Textauszug =
Auch Didier Eribon wurde mit diesen Beleidigungen konfrontiert, ja, sie gingen dem Gefühl des ersten Begehrens lange voraus. Von je her, schon als Kind, hörte er sein Prolo-Vater gegen Gesichter im Fernsehen schimpfen, von denen er zu wissen glaubte, sie seien homosexuell.

 

Keinen Ruhm erwarb sich die Psychoanalyse, als sie – um 1900 entstanden – das alte Vorurteil der Perversion übernahm. Didier Eribon bekam auch das noch zu spüren: "Ich wollte nicht geheilt werden" ("Moi, je ne voulais pas qu'on me guérisse"), erklärt er dem Berliner Publikum. Der Diskurs wirke in Frankreich noch immer nach, etwa in den Debatten über Ehe und Adoptionsrecht bei Schwulen. Eribon kann dann aber fast nicht mehr aufhören, gegen "die" Psychoanalyse auszuteilen, gegen "Ödipus- und Katrationskomplex". Mit dem Titel "Der Psychoanalyse entkommen" hat Didier Eribon auch ein Buch dazu geschrieben (Turi + Kant 2017; französisch 2005).

 

Die Diskussionszeit reicht nicht für alle Fragen – und ich gehe nach der Veranstaltung an seinen Tisch, und sage ihm auf Französisch: "Von Ödipus wurde schon zweitausend Jahre vor Freud gesprochen. Ich hoffe, sie lassen Monsieur Freud wenigstens ein Gran Weisheit. Und Foucault selbst hat in einem Aufsatz erklärt, dass er mit drei Namen zu denken begonnen hat: Marx, Freud und Nietzsche." – Das wisse er schon, antwortet er, mit ausweichendem Lächeln, er habe das nicht genauer darlegen können ...

 

Na immerhin, denke ich.

 

Auch auf Grund der feministischen Kritik gegen ähnliche Vorurteile (Penisneid u.a.) sah sich psychoanalytisches Denken genötigt, sich selbst in Frage zu stellen und sich weiterzuentwickeln; Grundlage dazu bleibt etwas, das die Psychologie mit dem literarischen Schreiben immer schon geteilt hat: die Erfahrung des Unbewussten, der Träume, die Mechanismen der Verdrängung, das Phänomen der Projektionen usw.

 

Zauber

 

Wie zum Beweis, wie sehr der Zauber des Unbewussten die Literatur bestimmt, stellte der 1968 geborene bulgarische Autor Georgi Gospodinow als Letzter in der Reihe "Literaturen der Welt" am 21.9.2019 seinen Band mit Erzählungen "8 Minuten und 19 Sekunden" (Droschl 2019) vor. Bekannt wurde er mit dem

Roman "Physik der Schwermut'" (Droschl 2014; dtv 2016), und er ist vielleicht der geistreichste Sprachkünstler der 19. Ausgabe es Internationalen Literaturfestivals Berlin.

Datenauflistung =

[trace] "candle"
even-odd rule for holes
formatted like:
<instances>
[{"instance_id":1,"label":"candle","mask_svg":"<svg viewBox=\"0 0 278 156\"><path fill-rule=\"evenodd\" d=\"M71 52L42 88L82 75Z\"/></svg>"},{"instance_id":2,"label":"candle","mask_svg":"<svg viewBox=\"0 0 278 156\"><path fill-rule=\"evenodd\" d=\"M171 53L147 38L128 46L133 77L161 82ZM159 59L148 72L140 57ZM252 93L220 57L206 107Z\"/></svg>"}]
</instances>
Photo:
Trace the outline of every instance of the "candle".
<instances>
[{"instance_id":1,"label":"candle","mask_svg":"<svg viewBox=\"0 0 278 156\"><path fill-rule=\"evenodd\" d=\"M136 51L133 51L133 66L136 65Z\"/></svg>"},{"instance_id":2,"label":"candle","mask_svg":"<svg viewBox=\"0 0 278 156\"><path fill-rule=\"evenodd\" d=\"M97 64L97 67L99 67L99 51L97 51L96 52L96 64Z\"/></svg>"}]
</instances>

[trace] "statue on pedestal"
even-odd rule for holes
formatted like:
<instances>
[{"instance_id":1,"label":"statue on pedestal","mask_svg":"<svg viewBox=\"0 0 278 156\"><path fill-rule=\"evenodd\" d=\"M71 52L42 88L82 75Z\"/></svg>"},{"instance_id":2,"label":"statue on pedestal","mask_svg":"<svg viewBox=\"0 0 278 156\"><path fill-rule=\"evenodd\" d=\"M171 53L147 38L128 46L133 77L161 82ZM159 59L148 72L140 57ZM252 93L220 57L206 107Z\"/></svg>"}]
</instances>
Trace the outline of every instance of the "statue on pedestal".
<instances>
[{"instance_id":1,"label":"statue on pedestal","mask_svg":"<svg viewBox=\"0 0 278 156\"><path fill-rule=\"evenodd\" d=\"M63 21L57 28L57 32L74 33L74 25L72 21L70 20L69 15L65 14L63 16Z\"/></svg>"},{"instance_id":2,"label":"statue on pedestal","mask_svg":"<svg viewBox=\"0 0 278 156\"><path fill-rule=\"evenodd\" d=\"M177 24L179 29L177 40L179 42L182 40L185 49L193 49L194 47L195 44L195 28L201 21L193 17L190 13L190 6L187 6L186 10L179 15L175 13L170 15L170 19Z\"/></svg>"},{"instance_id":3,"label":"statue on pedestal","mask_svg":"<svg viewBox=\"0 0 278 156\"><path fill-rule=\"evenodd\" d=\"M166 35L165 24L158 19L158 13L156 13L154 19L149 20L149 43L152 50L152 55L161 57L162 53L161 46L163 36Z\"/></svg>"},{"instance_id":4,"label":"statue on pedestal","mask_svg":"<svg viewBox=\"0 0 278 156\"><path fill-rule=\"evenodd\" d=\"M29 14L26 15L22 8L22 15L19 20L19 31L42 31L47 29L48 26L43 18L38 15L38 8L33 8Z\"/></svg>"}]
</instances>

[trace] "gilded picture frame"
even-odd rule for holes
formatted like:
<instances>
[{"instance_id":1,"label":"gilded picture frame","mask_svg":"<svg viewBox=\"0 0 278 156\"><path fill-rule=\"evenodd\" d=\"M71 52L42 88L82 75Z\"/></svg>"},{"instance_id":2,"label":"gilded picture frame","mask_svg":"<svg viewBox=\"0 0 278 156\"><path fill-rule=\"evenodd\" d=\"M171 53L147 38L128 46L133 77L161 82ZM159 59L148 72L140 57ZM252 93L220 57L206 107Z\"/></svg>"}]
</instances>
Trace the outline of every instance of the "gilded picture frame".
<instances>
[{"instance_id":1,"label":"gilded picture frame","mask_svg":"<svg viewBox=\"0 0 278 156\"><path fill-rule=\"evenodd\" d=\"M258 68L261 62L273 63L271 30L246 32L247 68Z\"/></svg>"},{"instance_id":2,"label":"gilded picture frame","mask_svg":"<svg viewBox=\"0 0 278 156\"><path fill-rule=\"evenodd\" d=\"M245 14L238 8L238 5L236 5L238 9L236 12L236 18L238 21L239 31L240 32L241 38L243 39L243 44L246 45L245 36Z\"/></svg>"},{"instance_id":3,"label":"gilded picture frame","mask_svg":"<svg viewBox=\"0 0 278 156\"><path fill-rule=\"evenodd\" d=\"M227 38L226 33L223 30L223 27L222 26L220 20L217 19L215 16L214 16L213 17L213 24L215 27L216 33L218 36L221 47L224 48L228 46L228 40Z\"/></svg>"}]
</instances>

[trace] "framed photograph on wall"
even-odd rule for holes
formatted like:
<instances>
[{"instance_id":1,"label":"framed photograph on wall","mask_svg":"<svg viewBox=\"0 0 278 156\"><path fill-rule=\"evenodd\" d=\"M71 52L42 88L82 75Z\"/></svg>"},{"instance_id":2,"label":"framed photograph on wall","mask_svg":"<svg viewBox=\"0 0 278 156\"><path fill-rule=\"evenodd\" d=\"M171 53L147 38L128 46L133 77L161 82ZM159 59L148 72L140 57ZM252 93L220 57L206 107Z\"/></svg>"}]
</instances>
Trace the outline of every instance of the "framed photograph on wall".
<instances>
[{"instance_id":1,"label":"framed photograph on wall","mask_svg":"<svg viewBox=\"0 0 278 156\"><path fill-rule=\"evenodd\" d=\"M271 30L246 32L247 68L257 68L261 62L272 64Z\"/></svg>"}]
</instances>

Aufgabenstellung 1 =
Gib aus dem Text über Didier Eribon und die Psychoanalyse den Abschnitt zwischen „Auch auf Grund“ und „Internationalen Literaturfestivals Berlin.“ wortgetreu wieder, beide Stellen eingeschlossen.
Aufgabenstellung 2 =
Schreibe den Text über Didier Eribon und die Psychoanalyse im Anschluss an seinen letzten Satz weiter.

Erwartete Ausgabe 1 =
Auch auf Grund der feministischen Kritik gegen ähnliche Vorurteile (Penisneid u.a.) sah sich psychoanalytisches Denken genötigt, sich selbst in Frage zu stellen und sich weiterzuentwickeln; Grundlage dazu bleibt etwas, das die Psychologie mit dem literarischen Schreiben immer schon geteilt hat: die Erfahrung des Unbewussten, der Träume, die Mechanismen der Verdrängung, das Phänomen der Projektionen usw.

 

Zauber

 

Wie zum Beweis, wie sehr der Zauber des Unbewussten die Literatur bestimmt, stellte der 1968 geborene bulgarische Autor Georgi Gospodinow als Letzter in der Reihe "Literaturen der Welt" am 21.9.2019 seinen Band mit Erzählungen "8 Minuten und 19 Sekunden" (Droschl 2019) vor. Bekannt wurde er mit dem

Roman "Physik der Schwermut'" (Droschl 2014; dtv 2016), und er ist vielleicht der geistreichste Sprachkünstler der 19. Ausgabe es Internationalen Literaturfestivals Berlin.

Erwartete Ausgabe 2 =
 

Gospodinow erläutert, wie ihm seine Großmutter jede Nacht flüsternd aus der Apokalypse der Bibel vorlas, die unter dem Kommunismus noch verfemt und darum in ein Platt der Parteizeitung eingebunden war. Gospodinow, damals noch ein Kind, ist überzeugt, dass persönliche Geschichten und Biografien mehr über eine Zeit erzählen als die große Geschichte. Für uns Menschen sei auch der Zeitverlauf ganz anders als in historischer Hinsicht, "allein dadurch, dass wir nicht auf Dauer hier sind".

 

Der Moderator Thorsten Dönges streicht hervor, wie wunderbar Gospodinow große und kleine Geschichte zusammen bringe. – "Einsprengsel", "Haltepunkte" und "Unterbrechungen" habe er gern in seinen Büchern, gibt Gospodinow zu und erklärt zur Erheiterung des Publikums: "Ein Roman ist keine Arie!"

 

Verpasst habe ich trotz ungezählter besuchter Veranstaltungen doch auch Vieles, zugegeben, weil jeden Abend doppelte und dreifache Veranstaltungen stattfanden. Nicht unterschlagen möchte ich daher, was mir der Moderator der Gospodinow-Lesung anvertraute, dass ihn die Lesung der 1991 geborenen nigerianisch-britischen Romanautorin Chibundu Onuzo ("The Spider King's Daughter", 2012; "Welcome to Lagos", 2016) zu Tränen rührte und auch den Saal ergriffen zurückließ.